▶ [WRITTEN EXERCISE 1] Rewrite the records from their first line through the line containing "left=462, top=306, right=552, bottom=690", changing "relevant region" to "matching area" and leaving everything else as it is.
▶ [WRITTEN EXERCISE 2] Finish out the next part of the discussion-list message about Spielberg's red coat and Campion's piano scene, picking up after its final sentence.

▶ [SELECTED EXCERPT]
▬▬▬▬▬▬
SCREEN-L Archives

June 1994


Options: Use Monospaced Font
Show HTML Part by Default
Condense Mail Headers

Message: [<< First] [< Prev] [Next >] [Last >>]
Topic: [<< First] [< Prev] [Next >] [Last >>]
Author: [<< First] [< Prev] [Next >] [Last >>]

Print Reply
Film and TV Studies Discussion List <[log in to unmask]>
Denis Hennelly <[log in to unmask]>
Tue, 14 Jun 1994 13:19:22 EST
Film and TV Studies Discussion List <[log in to unmask]>
text/plain (41 lines)
the red coat was most certainly for the audience's benefit and not
only a schindler p.o.v.  it must be remembered that spielberg consistently
portrays issues by reducing them to a child's eyes.  nothing becomes
real in a spielberg film until a child sees it, feels it, hears it, or
wants it.  this works sometimes, and not others.  think how spielberg
would have filmed one of the most effective scenes of last year,
the axing of the finger in the piano.  we would have seen the
axe rise, then we would see anna paquin's face as her mother's finger
was cut off... the camera would have likely stayed on paquin as her
mother stumbled by and then followed her as she ran into the woods
to find baines.  campion on the other hand has the guts to take the
chance of showing us nothing but holly hunter's face, a brilliant choice...
▬▬▬▬▬▬
[Entries from a dataset]
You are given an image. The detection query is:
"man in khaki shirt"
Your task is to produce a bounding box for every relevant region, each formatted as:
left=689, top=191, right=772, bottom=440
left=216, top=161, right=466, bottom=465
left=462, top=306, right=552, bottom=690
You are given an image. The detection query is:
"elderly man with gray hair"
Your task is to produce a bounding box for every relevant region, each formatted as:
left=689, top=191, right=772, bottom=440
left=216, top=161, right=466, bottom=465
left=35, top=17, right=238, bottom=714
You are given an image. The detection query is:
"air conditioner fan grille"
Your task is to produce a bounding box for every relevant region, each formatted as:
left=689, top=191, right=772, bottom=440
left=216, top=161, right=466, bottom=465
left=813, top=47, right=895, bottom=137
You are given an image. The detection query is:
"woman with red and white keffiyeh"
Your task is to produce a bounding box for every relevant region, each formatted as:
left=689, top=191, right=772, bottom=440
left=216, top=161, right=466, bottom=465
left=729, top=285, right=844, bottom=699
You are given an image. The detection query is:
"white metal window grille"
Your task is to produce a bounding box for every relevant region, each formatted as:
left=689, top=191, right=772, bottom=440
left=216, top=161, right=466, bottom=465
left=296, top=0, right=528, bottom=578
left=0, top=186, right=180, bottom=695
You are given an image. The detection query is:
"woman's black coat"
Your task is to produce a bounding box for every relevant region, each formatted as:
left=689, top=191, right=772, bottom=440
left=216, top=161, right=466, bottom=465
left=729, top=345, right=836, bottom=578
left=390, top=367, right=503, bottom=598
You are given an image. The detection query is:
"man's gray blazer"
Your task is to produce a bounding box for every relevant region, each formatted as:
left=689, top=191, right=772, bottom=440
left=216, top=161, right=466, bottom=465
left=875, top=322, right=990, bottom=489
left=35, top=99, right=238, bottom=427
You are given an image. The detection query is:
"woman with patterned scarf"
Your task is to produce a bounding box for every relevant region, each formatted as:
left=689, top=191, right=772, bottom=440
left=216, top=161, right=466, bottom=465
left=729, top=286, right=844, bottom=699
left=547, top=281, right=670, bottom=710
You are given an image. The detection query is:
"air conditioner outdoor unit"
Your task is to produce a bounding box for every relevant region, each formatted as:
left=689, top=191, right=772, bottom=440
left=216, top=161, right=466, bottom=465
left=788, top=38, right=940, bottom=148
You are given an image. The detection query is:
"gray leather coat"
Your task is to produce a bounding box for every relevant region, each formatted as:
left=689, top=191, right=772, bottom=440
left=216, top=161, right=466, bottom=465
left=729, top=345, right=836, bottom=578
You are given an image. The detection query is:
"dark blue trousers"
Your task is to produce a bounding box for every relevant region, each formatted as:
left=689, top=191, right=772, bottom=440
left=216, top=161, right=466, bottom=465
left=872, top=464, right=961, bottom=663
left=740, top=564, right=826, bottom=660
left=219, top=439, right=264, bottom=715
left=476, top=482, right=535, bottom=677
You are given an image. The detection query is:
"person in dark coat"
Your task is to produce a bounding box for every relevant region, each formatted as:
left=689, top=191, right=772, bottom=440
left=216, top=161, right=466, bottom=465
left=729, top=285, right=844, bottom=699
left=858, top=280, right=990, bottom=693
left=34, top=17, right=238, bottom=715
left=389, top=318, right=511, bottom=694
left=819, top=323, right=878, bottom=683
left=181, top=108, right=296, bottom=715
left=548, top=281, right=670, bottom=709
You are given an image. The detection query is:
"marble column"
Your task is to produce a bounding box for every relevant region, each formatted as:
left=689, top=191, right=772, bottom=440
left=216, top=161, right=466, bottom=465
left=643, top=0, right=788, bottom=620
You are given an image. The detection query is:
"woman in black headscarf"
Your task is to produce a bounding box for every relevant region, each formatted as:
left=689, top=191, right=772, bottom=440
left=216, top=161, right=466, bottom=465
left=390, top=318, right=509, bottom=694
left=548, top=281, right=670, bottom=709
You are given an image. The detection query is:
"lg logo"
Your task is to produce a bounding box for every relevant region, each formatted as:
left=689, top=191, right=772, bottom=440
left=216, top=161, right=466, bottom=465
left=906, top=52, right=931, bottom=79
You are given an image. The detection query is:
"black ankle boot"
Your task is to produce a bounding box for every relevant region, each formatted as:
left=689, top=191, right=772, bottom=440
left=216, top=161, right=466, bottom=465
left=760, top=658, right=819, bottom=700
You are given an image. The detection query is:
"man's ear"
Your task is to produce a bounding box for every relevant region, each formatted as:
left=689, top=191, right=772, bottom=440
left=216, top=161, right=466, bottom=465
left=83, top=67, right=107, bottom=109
▬▬▬▬▬▬
▶ [RESULT 1]
You are given an image. The detection query is:
"man in khaki shirt"
Your task is to produce a bounding box for every matching area, each formatted as:
left=689, top=191, right=772, bottom=440
left=216, top=161, right=466, bottom=465
left=462, top=306, right=552, bottom=690

▶ [RESULT 2]
's camera holds on hunter's face then passively watches her walk
into the mud isolated and alone... the daughter is no where to be seen
until she reappears searching out baines.  this is ada's moment.
spielberg approached this purity of filmic expression with the execution
scenes in schindlers.  i'm not necessarily trying to badmouth speilberg
here, but what i am doing is trying to point out that the red coat CHOICE
(because even if it is in the book, spielberg made the choice to include
it in the film... i'm also assuming that this isn't the only mention of
color in the book, and once again i am assuming, but i doubt if the book
portrays itself in black and white, yet another questionable choice
spielberg made) is about the filmmaker, not really about schindler.
spielberg uses children, this is his territory.  is it appropriate in
this sort of film?  is it puppetish (as has been suggested by someone
on this forum)?  an even more important question perhaps is whether
a film like this is even appropriate... should a film be made
about the holocaust?  there are two sides.  in one sense we must not
forget, the typical argument raised in favor.  but on the other hand,
any effort at portraying such a large evil is going to be degrading to
the enormous scope of the actual event.
which brings up a second point.  is this film a biopic of schindler,
or is it a historical drama?  the problems of leaving out facts and
figures in biopics has been raised... how does this relate in
leaving out and dramatizing facts regarding a historical event of
this magnitude?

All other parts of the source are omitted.